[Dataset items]
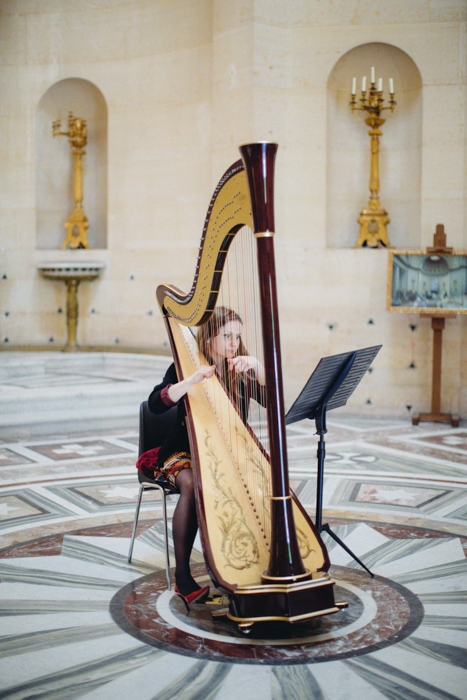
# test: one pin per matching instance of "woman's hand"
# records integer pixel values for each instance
(203, 372)
(247, 363)
(177, 391)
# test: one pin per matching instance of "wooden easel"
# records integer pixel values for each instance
(437, 324)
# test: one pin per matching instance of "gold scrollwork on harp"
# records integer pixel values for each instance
(239, 545)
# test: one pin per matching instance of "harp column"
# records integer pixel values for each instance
(285, 563)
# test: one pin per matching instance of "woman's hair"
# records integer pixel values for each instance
(221, 315)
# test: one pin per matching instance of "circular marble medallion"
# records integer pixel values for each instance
(380, 612)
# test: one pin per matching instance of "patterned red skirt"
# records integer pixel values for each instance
(147, 463)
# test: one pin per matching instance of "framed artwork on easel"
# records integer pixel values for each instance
(432, 283)
(427, 282)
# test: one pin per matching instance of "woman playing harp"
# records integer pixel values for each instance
(259, 544)
(242, 375)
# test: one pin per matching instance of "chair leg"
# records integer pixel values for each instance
(166, 537)
(135, 523)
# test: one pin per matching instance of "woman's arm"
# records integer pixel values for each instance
(178, 390)
(170, 391)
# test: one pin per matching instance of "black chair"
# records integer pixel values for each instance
(151, 427)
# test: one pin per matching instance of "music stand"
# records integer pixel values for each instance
(330, 386)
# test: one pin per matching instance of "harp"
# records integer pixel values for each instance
(259, 545)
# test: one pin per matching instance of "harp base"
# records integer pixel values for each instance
(283, 602)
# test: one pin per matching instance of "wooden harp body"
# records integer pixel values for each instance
(259, 544)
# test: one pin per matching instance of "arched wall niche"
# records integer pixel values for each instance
(348, 147)
(55, 168)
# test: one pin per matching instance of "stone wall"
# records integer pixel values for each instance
(184, 83)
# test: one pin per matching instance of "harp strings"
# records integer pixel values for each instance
(239, 292)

* AIM OF THE TASK:
Reproduce the records verbatim, omitting all images they contain.

* EXERCISE OUTPUT:
# test: one pin per matching instance of "woman's hand"
# records integer pixel values for each instance
(203, 372)
(247, 363)
(177, 391)
# test: one pin per matching instance of "wooden easel"
# records integer pixel values for each instance
(437, 324)
# test: one pin per matching instance of "gold scrollwork on harp"
# records integer pixel values for each instance
(239, 545)
# test: one pin per matching instance of "harp column"
# records integer pixel values for each instance
(285, 563)
# test: one pin per matching instance of "woman's hair"
# records integer pixel values for each instance
(221, 315)
# test: one pin per matching instance of "circular marble medallion"
# records integer pixel values for each instance
(380, 612)
# test: one pin per matching instance of "patterned red skirt"
# records integer pixel values for each instance
(147, 463)
# test: one pin per matching instance of "framed artwork on easel"
# records integer pixel values for each instance
(432, 283)
(427, 282)
# test: one pin per matching instance of "woman playing harp"
# records integer pixel values for each instance
(259, 544)
(242, 375)
# test: one pin per matching instance of "chair leg"
# records integer pixel values for each instance
(166, 537)
(135, 523)
# test: one pin per matching instance of "woman's arm"
# records integer pixel values for each instance
(178, 390)
(170, 391)
# test: one pin per matching instance of "black chair"
# records integer pixel values for each instance
(151, 427)
# test: one pin per matching instance of "music stand"
# records integer pixel values for each instance
(330, 386)
# test: one pin per matching instance of "harp"
# records integer pixel values for each instance
(259, 545)
# test: one pin per matching instance of "harp base"
# records integer pixel values for each instance
(283, 602)
# test: one pin per matching instance of "wooden harp body"
# records integer pixel values for each instance
(259, 544)
# test: one pin per matching instance of "arched wall niche"
# records integer pixel values for each instance
(348, 147)
(55, 168)
# test: one pin per matching instance of "stone wall"
# records integer pixel values for each instance
(184, 83)
# test: one pin per matching instance of "harp strings"
# records integer pixel values for each instance
(239, 292)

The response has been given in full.